INPUT ROWS
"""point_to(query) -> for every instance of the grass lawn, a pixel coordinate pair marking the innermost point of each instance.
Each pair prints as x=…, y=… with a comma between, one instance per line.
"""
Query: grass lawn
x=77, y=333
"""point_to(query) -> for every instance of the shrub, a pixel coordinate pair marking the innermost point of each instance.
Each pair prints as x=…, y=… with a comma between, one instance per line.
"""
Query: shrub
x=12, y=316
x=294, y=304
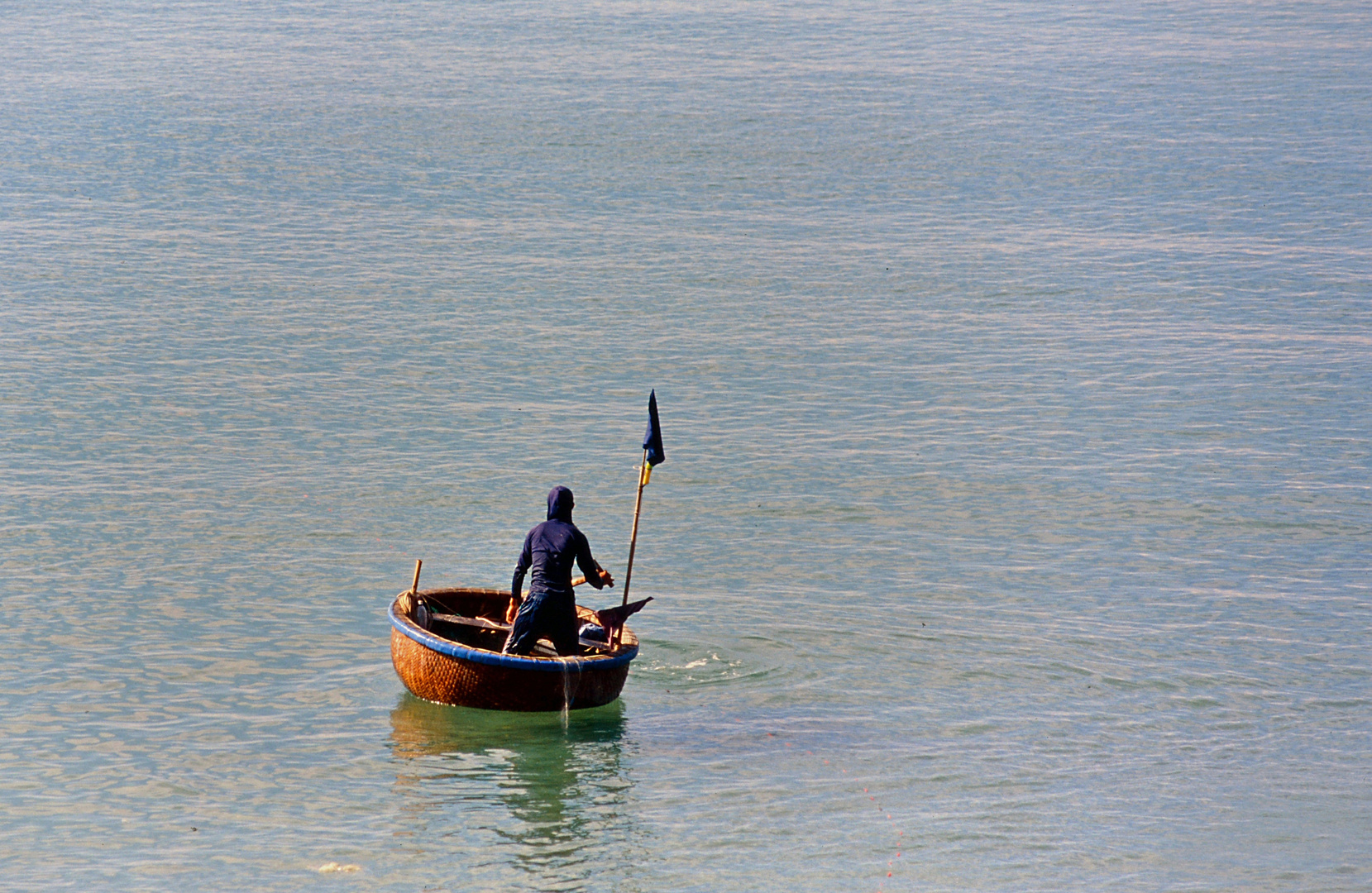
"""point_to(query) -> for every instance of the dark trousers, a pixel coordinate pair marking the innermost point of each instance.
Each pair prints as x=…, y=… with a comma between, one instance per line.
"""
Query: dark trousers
x=543, y=615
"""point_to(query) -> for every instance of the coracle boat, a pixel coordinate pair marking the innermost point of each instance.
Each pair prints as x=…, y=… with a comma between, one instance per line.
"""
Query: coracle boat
x=447, y=647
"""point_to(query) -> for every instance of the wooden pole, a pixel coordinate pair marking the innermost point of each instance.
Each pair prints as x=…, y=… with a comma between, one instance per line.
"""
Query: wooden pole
x=633, y=539
x=409, y=601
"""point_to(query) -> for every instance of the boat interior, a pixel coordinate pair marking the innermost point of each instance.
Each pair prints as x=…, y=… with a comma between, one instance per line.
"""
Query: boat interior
x=475, y=618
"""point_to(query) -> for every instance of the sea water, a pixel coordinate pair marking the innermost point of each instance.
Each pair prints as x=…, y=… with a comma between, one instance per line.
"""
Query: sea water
x=1016, y=389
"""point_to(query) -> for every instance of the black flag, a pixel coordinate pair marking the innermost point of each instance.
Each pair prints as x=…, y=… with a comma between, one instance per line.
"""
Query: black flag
x=653, y=437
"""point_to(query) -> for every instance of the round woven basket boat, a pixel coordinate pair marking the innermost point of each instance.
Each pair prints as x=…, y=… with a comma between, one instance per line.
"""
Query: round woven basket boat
x=461, y=664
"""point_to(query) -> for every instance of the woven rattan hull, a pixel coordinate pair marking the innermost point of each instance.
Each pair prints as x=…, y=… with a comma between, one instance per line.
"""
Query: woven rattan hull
x=450, y=672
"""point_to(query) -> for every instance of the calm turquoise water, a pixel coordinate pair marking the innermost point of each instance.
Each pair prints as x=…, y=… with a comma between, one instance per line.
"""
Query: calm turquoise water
x=1016, y=384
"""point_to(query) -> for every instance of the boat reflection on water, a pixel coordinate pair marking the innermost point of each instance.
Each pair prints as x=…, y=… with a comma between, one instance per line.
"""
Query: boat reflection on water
x=547, y=785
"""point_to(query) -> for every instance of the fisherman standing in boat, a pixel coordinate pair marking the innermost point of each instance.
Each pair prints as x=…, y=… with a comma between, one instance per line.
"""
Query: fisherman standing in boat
x=551, y=608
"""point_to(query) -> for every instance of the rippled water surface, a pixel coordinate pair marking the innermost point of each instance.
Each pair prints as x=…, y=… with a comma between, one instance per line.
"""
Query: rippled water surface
x=1016, y=386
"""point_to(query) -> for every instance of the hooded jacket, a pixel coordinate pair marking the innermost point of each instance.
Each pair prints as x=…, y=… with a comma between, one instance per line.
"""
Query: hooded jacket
x=549, y=552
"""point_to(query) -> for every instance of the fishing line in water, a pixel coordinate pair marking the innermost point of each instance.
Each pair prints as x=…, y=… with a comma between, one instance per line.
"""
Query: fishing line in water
x=897, y=832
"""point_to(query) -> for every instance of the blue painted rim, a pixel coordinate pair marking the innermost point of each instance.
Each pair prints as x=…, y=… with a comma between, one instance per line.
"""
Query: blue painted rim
x=545, y=664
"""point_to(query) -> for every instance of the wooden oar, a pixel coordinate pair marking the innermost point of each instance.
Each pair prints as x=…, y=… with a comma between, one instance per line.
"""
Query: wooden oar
x=409, y=601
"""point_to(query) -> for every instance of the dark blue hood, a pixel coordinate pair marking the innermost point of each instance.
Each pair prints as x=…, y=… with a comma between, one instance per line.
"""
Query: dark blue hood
x=560, y=505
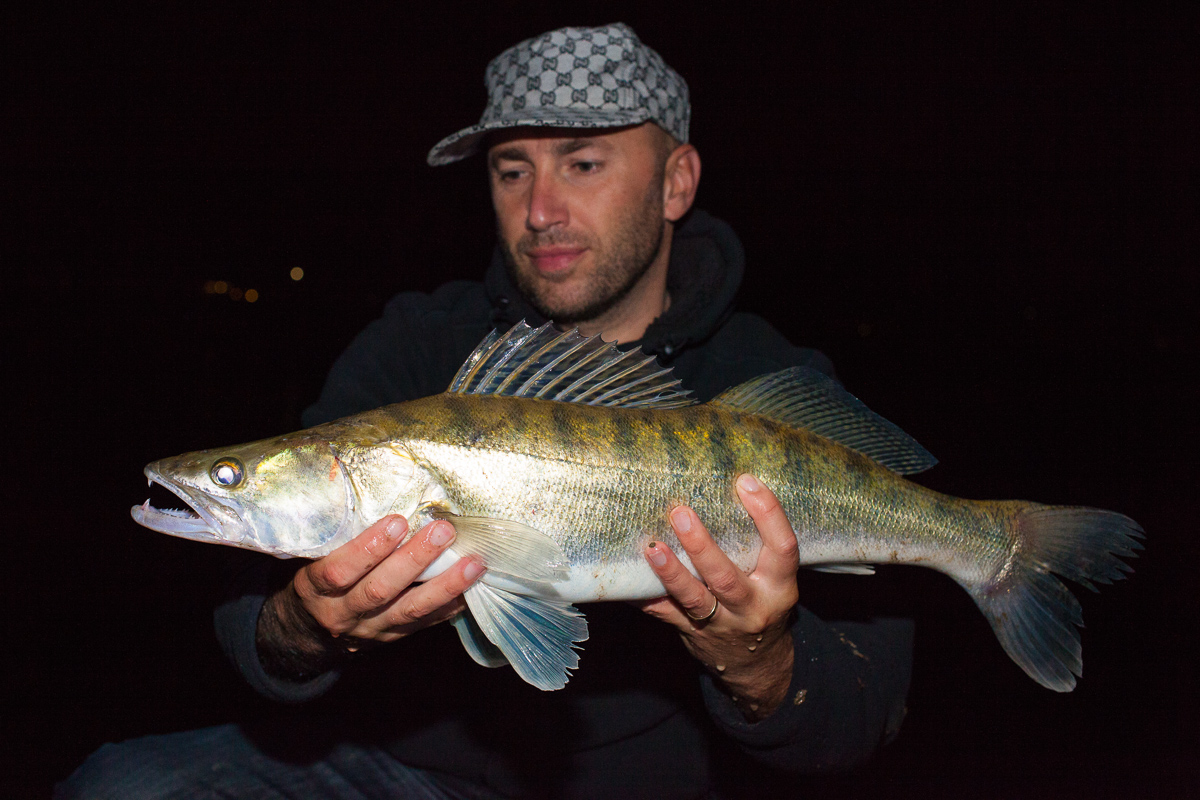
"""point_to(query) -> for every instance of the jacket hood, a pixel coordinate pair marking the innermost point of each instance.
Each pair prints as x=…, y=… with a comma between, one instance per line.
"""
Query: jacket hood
x=703, y=276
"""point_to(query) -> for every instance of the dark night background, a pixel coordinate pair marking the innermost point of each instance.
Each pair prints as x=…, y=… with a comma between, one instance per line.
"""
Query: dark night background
x=987, y=217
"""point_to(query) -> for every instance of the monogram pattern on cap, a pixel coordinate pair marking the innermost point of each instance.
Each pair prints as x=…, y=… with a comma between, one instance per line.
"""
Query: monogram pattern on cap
x=576, y=77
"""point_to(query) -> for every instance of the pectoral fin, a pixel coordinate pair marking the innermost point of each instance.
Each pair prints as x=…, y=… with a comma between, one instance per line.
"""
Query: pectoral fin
x=509, y=548
x=537, y=636
x=475, y=643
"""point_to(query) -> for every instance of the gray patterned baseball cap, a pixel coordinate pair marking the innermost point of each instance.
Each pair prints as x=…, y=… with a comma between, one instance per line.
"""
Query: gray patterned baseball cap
x=575, y=78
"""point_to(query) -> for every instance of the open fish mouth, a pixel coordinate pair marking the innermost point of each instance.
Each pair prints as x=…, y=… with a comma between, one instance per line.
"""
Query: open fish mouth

TASK REQUIREMENTS
Please print the whole listing above again, word for word, and leave out the pictures.

SOLUTION
"""point_to(query) -> for every instance of the grass lawn, a pixel coordinate pair marking the innermost point of each instance.
Each pair prints as x=…, y=… with a comma between, one instance per line.
"""
Query: grass lawn
x=77, y=333
"""point_to(query) -> for every instance of the shrub, a pixel coordinate pair marking the innermost point of each instance.
Each pair prints as x=…, y=… with a comma between, one instance per line.
"""
Query: shrub
x=12, y=316
x=294, y=304
"""point_to(query) -> for every instance of the dark trousers, a pixel coordinate pair marking the innermost point of each instance.
Each pair prints as x=…, y=… with a comma between, one instance per line.
"""
Query: dark trousers
x=543, y=615
"""point_to(query) -> for every instance of the coracle boat, a pixel coordinate pair marking the innermost point of each instance.
Each pair prints as x=…, y=… with a comma between, one instance per line.
"""
Query: coracle boat
x=447, y=647
"""point_to(query) -> for every instance of the wooden pole, a pixel coordinate pair marking the innermost point of each instance.
Each pair prints as x=…, y=… with a comma between, one instance per line.
"""
Query: wooden pole
x=633, y=539
x=409, y=601
"""point_to(query) -> for every instance of the boat interior, a pixel coordinate pair marking the innermost point of each instance.
Each pair prints as x=…, y=… with a comma between, one instance per line.
"""
Query: boat interior
x=475, y=618
"""point_to(query) -> for every instance of the sea water, a pixel coordinate pair marking the innermost point of each instance.
Each pair prints as x=…, y=… with a comma between, one instance per line.
"""
Query: sea water
x=1016, y=389
"""point_to(query) -> for every instance of the black flag, a pixel coordinate pair marking the innermost point of each instance.
Each pair prints as x=…, y=… with a comma between, one instance per line.
"""
Query: black flag
x=653, y=437
"""point_to(query) -> for every instance of the round woven basket boat, a pixel coordinate pair marking the innermost point of each instance.
Each pair prints as x=…, y=… with a comma between, one instance per line.
"""
Query: round woven basket boat
x=461, y=664
"""point_to(query) -> for every instance of the woven rattan hull, a pixel coordinate pair marking the innermost point of each instance.
Each pair prints as x=…, y=… with a comma between, one instance per line.
"""
Query: woven rattan hull
x=450, y=672
"""point_to(query) -> for every instance of the calm turquoise water, a pixel coordinate pair marking the innermost point of each instance.
Each pair prints as x=…, y=… with a comma between, one instance per line.
"""
Query: calm turquoise water
x=1016, y=384
"""point_to(query) -> for every instance of the boat reflection on water, a pixel coordinate pair marking the innermost point of each instance.
Each pair prints as x=…, y=… with a comma between, one instance per line.
"""
Query: boat reflection on water
x=547, y=785
"""point_to(query) -> for every instance of the fisherman standing in boat, a pixel coordinate pair marking the innermost point of each instance.
Each pair prints as x=…, y=… with a comma between, one instance per line.
"""
Query: fisherman standing in boat
x=551, y=608
"""point_to(query) -> for every instance of the rippled water surface, a pixel coordinate pair marking the innermost point of each instance.
Each pair prints as x=…, y=… with a comma between, one instance per line.
"""
Query: rippled water surface
x=1016, y=386
"""point_to(query) -> for every instance of the hooded jacket, a pixel coordinate pair marking the innermost point of each instance.
Each pair prints as x=…, y=… with a comma between, one instance per line.
"""
Query: hooded jacket
x=549, y=552
"""point_to(query) -> for every instance of the fishing line in water, a pixel coordinate pair marking the innermost point of each instance.
Each pair prints as x=…, y=… with a comma between, one instance per line.
"""
Query: fishing line in water
x=897, y=832
"""point_to(query) -> for every instance of the blue painted rim, a pixel coordinate pair marking the innermost point of each instance.
Each pair prints as x=…, y=… with a comma between, one instance per line.
"""
Query: blue painted rim
x=545, y=664
"""point_to(query) -> for every instance of the wooden oar, a pixel coordinate pair marking the innermost point of each instance.
Each pair prints as x=…, y=… with a comma between, one instance per line.
"""
Query: wooden oar
x=409, y=601
"""point_to(query) -> for every instance of the dark blue hood, a pixel coordinate pair marking the innermost point of each instance.
Each pair prints as x=…, y=… with a comma between, one instance per line.
"""
Query: dark blue hood
x=560, y=505
"""point_to(query) -> for every instance of the jacket hood, a pixel coordinate pair marking the innermost point of each instance.
Each pair prints as x=…, y=… with a comma between, one instance per line.
"""
Query: jacket hood
x=703, y=276
"""point_to(query) -> for every instance of the dark night background, a pixel coordinate pair marking the innermost point of each instance.
Each pair prints as x=…, y=… with a comma between, one instance per line.
"""
Query: dark night background
x=987, y=217
"""point_to(query) -> for every instance of the monogram pattern on cap, a pixel coordinate pair marking the innermost point of each instance.
Each pair prints as x=…, y=… with a comma between, one instance per line.
"""
Query: monogram pattern on cap
x=576, y=77
"""point_to(query) -> for every instance of the pectoral fin, a pixel coordinate pair marking the innermost point of each instance.
Each pair prints as x=…, y=… with a comma between, one instance per line.
"""
Query: pectoral fin
x=509, y=548
x=537, y=636
x=475, y=643
"""point_to(query) -> for every instance of the gray patterned baseball cap, a pixel coordinate pair marking the innermost point of each instance.
Each pair prints as x=…, y=… with a comma between, one instance per line.
"""
Query: gray patterned baseball cap
x=575, y=78
"""point_to(query) -> for every instance of the open fish mouth, a pixel coordinate pair marking the innermost point of each instance.
Each pair prints as x=…, y=… with a comma between, one instance per line.
"""
Query: open fish mouth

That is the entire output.